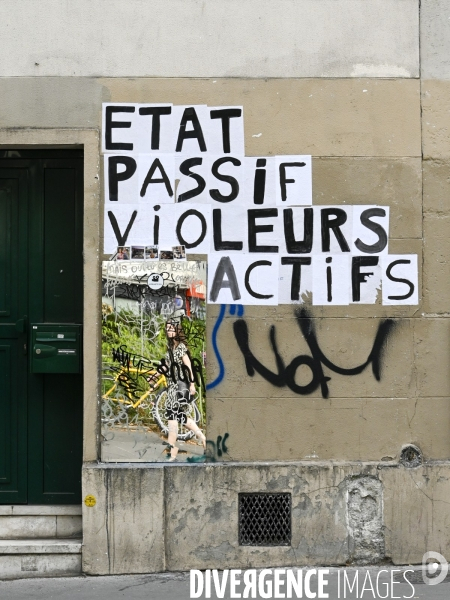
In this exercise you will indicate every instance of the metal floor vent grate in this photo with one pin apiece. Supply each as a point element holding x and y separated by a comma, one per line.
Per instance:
<point>265,519</point>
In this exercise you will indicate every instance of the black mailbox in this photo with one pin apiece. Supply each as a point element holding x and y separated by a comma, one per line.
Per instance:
<point>55,348</point>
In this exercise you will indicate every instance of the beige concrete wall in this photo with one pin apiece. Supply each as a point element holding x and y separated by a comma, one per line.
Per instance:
<point>198,38</point>
<point>365,137</point>
<point>145,520</point>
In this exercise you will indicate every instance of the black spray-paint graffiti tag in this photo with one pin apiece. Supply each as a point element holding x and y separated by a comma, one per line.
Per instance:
<point>286,374</point>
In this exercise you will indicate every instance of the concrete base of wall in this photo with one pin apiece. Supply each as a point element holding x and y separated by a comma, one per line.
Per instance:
<point>151,518</point>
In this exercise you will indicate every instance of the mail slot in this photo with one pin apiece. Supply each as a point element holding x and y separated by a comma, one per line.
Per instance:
<point>55,348</point>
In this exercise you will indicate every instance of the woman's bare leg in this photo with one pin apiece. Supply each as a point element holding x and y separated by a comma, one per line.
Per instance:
<point>172,438</point>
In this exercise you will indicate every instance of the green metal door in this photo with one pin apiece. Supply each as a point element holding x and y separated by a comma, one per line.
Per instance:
<point>41,281</point>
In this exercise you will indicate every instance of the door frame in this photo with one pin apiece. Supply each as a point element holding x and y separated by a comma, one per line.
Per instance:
<point>88,139</point>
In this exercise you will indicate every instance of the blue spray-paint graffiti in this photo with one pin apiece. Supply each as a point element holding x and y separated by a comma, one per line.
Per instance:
<point>233,309</point>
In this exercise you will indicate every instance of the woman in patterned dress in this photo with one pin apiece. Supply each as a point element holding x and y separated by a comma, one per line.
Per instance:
<point>177,368</point>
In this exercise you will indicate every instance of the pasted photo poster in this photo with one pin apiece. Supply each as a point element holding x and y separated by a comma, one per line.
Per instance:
<point>153,359</point>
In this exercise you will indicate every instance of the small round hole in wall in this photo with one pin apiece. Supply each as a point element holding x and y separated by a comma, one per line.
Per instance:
<point>411,456</point>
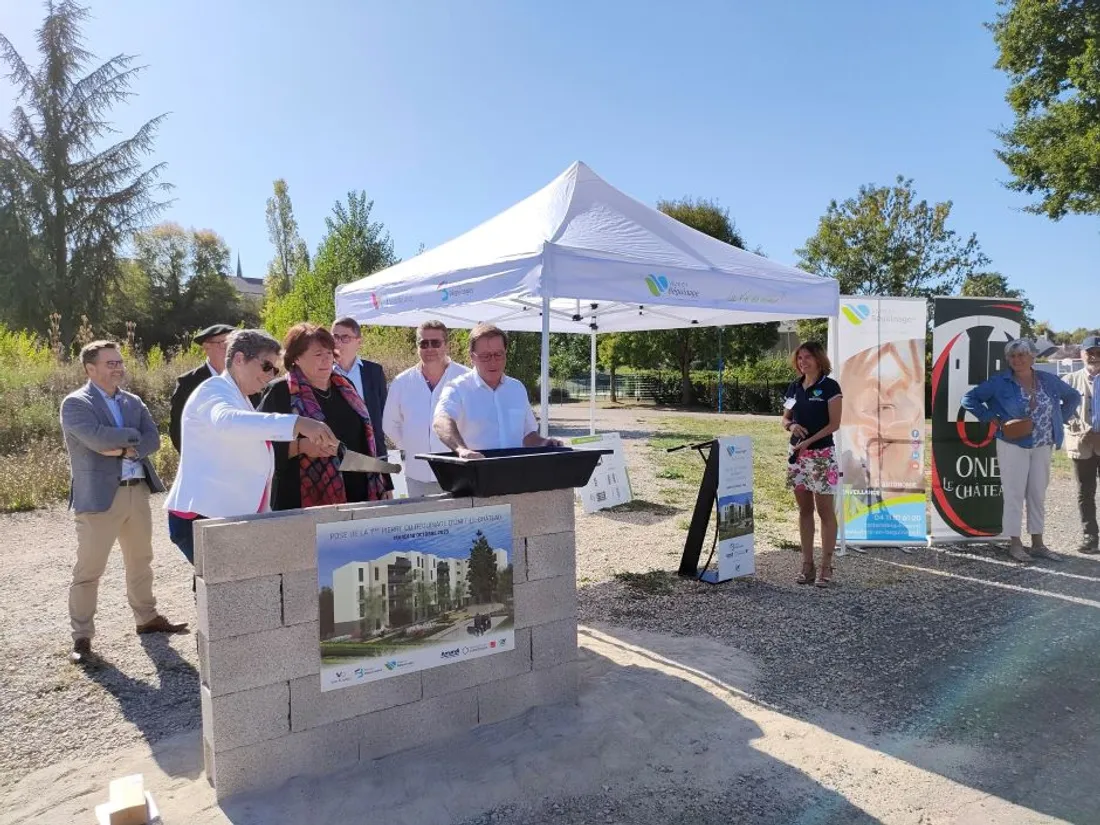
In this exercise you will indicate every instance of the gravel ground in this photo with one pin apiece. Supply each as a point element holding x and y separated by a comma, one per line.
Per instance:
<point>956,649</point>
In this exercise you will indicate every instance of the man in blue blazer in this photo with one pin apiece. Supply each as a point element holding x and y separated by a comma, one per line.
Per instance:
<point>367,378</point>
<point>109,435</point>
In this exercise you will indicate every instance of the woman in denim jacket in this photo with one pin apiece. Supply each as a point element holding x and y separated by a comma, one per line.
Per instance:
<point>1014,394</point>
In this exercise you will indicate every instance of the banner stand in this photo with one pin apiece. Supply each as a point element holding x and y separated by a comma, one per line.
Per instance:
<point>706,498</point>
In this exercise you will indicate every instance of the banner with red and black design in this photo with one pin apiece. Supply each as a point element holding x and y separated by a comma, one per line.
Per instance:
<point>968,343</point>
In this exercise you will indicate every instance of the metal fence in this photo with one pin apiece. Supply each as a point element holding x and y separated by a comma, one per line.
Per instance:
<point>667,389</point>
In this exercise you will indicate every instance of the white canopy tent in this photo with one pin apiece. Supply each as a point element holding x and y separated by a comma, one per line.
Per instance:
<point>581,256</point>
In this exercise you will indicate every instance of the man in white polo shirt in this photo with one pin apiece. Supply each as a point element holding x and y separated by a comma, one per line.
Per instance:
<point>410,406</point>
<point>486,409</point>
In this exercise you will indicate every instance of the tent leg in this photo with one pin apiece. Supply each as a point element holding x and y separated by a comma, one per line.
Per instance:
<point>545,371</point>
<point>834,343</point>
<point>592,388</point>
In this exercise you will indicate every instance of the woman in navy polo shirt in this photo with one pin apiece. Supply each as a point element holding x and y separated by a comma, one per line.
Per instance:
<point>812,414</point>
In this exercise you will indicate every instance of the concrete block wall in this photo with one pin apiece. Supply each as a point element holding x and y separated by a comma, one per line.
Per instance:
<point>264,717</point>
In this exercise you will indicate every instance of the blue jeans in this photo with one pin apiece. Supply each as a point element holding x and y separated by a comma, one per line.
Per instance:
<point>182,532</point>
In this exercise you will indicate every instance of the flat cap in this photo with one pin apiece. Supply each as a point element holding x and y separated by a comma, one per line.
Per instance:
<point>218,329</point>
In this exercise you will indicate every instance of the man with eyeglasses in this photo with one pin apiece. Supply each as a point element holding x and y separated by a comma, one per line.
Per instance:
<point>212,340</point>
<point>486,409</point>
<point>366,376</point>
<point>1082,441</point>
<point>109,435</point>
<point>410,406</point>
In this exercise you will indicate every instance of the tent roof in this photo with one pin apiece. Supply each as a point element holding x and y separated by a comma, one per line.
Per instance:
<point>602,257</point>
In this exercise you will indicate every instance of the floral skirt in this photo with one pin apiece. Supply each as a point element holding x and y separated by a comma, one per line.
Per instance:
<point>814,471</point>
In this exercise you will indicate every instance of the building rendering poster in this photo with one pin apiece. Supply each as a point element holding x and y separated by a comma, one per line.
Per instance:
<point>406,593</point>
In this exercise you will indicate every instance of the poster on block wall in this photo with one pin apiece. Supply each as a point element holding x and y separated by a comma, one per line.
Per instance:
<point>399,594</point>
<point>880,369</point>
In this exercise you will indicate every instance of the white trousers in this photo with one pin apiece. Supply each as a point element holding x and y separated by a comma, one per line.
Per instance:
<point>1024,476</point>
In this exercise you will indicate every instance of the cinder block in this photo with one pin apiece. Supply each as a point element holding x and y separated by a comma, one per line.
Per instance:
<point>408,726</point>
<point>310,707</point>
<point>235,608</point>
<point>553,644</point>
<point>300,596</point>
<point>246,717</point>
<point>497,701</point>
<point>551,554</point>
<point>249,549</point>
<point>268,763</point>
<point>537,514</point>
<point>241,662</point>
<point>545,601</point>
<point>405,506</point>
<point>438,681</point>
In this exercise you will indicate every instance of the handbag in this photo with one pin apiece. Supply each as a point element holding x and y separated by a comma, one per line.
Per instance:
<point>1018,428</point>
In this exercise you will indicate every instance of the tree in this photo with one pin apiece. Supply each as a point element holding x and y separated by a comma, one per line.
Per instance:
<point>75,201</point>
<point>685,349</point>
<point>176,283</point>
<point>482,572</point>
<point>292,257</point>
<point>1051,52</point>
<point>994,285</point>
<point>884,242</point>
<point>353,246</point>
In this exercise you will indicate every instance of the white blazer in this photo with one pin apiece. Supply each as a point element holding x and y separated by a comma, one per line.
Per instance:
<point>226,463</point>
<point>407,418</point>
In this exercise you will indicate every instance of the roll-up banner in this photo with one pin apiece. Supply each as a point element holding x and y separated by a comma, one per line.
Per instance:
<point>880,367</point>
<point>968,343</point>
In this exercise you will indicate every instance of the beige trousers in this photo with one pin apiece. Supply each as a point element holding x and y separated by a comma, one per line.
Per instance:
<point>1024,476</point>
<point>130,521</point>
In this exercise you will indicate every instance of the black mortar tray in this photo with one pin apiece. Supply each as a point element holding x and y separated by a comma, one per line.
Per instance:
<point>514,471</point>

## Instruction:
Copy out, word for word, the part of the records above that begins with the line containing "the black mortar" and runs through the end of the records.

## Written answer:
In this exercise you will indicate every instance of the black mortar tray in this photo with one pin apiece. Supply each as a point element holding x and y separated by a comma, one per line.
Per instance:
<point>514,471</point>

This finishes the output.